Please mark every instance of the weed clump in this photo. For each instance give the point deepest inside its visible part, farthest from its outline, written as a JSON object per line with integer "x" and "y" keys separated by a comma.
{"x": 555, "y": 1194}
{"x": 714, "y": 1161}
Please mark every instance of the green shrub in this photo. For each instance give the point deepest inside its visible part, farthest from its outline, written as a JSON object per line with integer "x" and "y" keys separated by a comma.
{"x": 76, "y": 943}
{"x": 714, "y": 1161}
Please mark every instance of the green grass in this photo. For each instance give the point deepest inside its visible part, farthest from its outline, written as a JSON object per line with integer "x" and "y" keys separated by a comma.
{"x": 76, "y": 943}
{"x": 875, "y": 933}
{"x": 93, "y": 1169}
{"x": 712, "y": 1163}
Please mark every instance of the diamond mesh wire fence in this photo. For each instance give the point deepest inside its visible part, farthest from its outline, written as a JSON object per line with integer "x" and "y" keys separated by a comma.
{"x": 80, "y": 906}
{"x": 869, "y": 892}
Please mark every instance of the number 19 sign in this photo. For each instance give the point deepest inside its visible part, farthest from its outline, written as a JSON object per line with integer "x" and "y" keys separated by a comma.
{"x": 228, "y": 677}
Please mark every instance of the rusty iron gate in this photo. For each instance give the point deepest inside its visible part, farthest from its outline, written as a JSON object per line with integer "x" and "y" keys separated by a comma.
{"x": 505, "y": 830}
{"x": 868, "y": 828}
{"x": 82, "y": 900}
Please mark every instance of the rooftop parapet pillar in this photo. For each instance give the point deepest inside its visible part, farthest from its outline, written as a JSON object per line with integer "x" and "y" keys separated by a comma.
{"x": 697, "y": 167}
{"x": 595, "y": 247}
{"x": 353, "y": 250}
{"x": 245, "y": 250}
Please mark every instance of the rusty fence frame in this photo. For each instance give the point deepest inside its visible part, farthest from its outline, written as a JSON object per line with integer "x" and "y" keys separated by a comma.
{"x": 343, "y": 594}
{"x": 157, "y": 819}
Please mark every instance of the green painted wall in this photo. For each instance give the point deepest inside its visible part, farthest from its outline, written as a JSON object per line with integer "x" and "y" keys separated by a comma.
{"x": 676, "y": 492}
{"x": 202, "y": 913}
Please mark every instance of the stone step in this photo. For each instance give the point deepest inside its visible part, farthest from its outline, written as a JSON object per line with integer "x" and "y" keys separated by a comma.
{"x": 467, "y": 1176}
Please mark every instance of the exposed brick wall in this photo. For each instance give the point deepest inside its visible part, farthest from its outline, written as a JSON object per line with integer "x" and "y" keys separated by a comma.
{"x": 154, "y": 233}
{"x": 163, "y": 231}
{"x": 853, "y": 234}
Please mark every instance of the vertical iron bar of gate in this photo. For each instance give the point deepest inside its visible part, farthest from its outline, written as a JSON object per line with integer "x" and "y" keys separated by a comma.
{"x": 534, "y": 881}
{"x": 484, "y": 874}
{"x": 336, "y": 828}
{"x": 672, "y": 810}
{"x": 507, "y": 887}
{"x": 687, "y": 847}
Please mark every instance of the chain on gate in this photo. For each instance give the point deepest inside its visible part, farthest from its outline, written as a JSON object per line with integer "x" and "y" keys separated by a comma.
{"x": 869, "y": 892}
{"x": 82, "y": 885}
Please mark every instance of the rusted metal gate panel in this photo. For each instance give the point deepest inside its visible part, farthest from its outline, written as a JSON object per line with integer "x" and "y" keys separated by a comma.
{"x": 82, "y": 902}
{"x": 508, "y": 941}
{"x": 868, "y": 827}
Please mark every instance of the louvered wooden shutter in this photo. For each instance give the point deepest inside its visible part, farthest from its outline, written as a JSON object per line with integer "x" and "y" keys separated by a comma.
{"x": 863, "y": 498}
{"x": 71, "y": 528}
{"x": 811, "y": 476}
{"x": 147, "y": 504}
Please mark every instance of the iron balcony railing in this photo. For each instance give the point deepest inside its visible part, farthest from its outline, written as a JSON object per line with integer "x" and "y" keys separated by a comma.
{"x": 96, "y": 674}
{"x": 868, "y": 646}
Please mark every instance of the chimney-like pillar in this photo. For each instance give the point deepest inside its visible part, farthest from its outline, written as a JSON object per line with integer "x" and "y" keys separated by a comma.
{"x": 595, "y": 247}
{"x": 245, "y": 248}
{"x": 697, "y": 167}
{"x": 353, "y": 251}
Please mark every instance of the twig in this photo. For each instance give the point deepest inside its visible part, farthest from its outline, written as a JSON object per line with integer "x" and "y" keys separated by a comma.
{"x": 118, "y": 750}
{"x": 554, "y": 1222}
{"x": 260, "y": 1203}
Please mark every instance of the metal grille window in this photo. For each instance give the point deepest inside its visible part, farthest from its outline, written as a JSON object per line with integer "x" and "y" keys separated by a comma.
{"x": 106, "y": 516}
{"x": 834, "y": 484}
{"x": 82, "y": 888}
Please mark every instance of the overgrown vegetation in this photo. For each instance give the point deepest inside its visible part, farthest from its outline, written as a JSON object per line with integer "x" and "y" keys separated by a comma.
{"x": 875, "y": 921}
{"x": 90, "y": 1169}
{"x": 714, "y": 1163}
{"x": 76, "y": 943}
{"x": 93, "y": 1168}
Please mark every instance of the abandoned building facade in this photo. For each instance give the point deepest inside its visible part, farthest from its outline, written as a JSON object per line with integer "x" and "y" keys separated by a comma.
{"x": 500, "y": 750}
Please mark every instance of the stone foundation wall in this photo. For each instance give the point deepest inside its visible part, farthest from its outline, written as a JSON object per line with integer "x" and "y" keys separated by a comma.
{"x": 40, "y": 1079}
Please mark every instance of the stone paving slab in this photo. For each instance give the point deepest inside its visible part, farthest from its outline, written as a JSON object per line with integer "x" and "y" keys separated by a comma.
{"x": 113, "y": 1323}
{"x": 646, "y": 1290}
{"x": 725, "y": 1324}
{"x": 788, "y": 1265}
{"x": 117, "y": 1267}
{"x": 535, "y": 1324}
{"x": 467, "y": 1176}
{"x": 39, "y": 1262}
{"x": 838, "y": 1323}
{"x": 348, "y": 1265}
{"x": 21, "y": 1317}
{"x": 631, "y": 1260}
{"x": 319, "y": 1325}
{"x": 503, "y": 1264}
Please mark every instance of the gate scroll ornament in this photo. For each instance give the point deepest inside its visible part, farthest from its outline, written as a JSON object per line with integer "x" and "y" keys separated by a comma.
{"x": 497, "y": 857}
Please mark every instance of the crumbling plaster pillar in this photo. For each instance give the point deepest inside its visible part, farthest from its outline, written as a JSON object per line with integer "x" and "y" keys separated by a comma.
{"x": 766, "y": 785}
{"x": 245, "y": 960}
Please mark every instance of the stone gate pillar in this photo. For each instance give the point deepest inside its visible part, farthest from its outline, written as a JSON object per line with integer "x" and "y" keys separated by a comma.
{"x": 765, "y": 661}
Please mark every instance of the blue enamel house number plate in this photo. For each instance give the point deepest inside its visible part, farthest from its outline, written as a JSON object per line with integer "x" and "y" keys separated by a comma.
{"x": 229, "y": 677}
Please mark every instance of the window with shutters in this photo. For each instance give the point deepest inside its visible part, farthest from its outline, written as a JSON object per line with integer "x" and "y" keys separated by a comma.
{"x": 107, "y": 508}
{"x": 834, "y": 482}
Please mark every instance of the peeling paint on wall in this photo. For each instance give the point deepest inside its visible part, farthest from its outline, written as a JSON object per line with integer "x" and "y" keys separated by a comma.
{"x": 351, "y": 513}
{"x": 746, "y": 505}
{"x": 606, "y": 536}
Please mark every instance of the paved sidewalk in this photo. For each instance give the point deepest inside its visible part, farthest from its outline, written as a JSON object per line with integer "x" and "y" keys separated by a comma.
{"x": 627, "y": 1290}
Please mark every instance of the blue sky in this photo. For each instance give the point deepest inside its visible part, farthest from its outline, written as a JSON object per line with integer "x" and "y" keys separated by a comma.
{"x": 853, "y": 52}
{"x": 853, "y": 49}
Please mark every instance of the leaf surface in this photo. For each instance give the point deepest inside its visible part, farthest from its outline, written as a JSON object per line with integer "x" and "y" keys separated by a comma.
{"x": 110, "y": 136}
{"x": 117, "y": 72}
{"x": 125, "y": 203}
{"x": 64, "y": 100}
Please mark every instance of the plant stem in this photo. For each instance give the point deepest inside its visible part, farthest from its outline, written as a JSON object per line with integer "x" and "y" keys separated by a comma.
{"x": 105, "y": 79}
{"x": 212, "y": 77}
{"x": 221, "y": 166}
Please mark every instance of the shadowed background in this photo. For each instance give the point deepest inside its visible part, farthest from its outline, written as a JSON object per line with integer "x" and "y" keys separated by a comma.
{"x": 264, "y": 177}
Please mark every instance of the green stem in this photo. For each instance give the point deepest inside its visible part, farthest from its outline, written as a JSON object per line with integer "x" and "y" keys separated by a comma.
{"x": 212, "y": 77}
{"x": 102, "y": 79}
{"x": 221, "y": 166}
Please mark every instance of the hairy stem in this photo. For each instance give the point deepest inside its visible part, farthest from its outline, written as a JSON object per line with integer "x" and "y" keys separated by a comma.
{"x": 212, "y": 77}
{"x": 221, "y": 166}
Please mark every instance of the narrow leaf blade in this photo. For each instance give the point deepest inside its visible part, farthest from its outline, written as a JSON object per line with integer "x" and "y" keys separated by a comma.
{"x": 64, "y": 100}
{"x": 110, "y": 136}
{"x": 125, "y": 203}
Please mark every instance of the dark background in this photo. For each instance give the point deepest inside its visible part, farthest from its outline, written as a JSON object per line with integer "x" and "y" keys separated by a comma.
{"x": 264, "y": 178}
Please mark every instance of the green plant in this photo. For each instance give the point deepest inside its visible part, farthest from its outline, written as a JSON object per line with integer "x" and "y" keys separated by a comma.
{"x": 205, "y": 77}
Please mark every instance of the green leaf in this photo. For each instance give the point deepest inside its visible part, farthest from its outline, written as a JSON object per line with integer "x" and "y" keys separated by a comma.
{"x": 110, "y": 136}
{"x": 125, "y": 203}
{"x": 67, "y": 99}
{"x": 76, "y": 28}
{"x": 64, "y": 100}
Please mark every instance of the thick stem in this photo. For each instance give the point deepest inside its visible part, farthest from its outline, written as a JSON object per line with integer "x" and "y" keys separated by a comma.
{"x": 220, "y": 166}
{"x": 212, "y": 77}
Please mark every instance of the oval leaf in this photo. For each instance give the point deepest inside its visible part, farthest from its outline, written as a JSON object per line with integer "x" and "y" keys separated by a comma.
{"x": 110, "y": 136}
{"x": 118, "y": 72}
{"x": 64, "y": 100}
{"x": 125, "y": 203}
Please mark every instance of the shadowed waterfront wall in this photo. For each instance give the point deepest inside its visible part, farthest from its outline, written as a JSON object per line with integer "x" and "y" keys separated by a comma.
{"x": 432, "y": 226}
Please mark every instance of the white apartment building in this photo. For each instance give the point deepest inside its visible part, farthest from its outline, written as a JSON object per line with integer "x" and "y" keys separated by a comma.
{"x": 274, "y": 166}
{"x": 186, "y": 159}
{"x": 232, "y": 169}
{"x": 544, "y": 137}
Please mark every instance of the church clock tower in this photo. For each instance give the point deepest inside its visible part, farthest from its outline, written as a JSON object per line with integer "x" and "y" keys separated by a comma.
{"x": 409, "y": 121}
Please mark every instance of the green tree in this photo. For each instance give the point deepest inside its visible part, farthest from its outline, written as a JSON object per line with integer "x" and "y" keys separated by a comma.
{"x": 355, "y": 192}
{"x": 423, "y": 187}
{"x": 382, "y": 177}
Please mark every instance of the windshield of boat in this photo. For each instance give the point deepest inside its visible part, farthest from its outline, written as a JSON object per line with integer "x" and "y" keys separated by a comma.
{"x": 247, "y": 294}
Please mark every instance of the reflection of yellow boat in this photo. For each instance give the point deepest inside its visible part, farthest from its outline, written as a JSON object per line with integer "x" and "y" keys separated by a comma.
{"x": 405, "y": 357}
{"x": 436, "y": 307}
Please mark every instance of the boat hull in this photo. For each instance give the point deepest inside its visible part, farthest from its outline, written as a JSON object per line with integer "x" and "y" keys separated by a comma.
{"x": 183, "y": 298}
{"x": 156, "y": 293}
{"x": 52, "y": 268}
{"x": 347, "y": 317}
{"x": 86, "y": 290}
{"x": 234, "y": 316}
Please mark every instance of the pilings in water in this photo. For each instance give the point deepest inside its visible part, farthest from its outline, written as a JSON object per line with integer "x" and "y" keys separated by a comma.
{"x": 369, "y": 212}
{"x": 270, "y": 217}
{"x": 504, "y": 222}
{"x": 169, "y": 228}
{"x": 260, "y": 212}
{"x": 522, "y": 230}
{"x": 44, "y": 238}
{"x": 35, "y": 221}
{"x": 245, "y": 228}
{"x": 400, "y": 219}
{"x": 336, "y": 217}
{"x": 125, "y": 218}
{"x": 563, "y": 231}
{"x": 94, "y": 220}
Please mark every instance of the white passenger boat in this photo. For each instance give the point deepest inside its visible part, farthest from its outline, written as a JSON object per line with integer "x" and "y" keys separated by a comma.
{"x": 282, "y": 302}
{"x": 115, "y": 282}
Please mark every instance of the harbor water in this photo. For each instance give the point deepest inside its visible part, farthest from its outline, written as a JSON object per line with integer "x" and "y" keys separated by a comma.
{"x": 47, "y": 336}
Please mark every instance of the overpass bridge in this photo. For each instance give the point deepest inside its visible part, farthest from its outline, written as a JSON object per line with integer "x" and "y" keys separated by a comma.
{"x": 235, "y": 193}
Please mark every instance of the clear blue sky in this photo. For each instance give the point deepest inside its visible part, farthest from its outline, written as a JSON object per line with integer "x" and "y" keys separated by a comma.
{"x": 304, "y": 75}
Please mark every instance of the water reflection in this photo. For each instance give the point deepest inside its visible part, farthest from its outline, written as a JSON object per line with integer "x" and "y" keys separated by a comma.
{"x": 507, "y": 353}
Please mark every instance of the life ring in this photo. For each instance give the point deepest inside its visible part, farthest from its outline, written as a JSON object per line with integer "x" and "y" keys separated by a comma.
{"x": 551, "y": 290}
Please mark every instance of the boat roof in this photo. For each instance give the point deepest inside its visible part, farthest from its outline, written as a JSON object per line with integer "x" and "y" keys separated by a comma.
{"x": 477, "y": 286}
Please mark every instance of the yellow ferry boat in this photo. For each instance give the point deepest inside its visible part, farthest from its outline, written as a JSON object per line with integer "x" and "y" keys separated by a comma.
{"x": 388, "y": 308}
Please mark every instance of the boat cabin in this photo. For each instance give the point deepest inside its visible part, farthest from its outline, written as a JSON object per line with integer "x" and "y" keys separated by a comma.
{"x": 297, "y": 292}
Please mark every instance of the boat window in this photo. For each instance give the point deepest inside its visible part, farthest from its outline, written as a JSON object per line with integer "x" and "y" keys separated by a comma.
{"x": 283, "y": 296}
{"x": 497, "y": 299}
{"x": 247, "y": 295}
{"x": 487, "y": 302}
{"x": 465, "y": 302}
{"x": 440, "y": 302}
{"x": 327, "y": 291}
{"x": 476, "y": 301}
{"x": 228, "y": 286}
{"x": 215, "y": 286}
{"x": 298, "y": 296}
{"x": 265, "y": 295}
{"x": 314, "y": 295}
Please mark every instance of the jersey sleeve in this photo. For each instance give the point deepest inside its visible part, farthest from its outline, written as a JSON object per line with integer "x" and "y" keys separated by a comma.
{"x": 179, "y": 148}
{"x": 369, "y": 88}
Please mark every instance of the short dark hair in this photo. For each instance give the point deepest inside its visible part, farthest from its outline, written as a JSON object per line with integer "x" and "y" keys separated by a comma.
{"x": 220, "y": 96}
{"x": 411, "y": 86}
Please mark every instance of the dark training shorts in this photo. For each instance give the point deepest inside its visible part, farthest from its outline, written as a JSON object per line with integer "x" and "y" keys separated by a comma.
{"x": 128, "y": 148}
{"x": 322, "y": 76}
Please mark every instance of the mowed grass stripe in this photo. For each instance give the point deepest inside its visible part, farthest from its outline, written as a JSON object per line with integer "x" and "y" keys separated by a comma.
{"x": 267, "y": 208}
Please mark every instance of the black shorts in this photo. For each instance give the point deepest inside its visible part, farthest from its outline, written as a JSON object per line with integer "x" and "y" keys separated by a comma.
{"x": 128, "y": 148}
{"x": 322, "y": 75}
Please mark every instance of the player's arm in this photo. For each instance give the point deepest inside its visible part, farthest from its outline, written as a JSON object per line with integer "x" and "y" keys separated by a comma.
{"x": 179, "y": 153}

---*---

● Requirements:
Exactly as written, give the line containing "Please mark every instance of the short" and all remaining lines of the records.

● Output:
Please mark every instance of the short dark hair in this photo. For each instance give the point deepest inside its visible part, farthest from its outline, written as a JSON object per line with integer "x" and "y" keys separated by a comma.
{"x": 220, "y": 96}
{"x": 411, "y": 86}
Please mark every instance of the dark training shorts in this photo. For each instance give the point deepest inside its visible part, farthest from its outline, written as a JSON object per line with integer "x" and "y" keys separated by a comma.
{"x": 128, "y": 148}
{"x": 322, "y": 76}
Please mark every instance of the mowed grass stripe in this photo. For each instance give the point deepest inside its visible part, farthest from its outline, written as a JSON object per line with integer "x" and "y" keys separated by a comma.
{"x": 267, "y": 208}
Please mark every instance of the black shorts in this photo. For each instance give the point deepest inside its visible part, farthest from its outline, written as a JSON object per line with integer "x" and "y" keys separated by a comma.
{"x": 128, "y": 148}
{"x": 322, "y": 75}
Please mark every instance of the player's arm in this photo. For each instance give the point deepest inside its visible part, farthest from its outline, written as a JSON object per line with integer "x" and "y" keys separated by a comma.
{"x": 179, "y": 153}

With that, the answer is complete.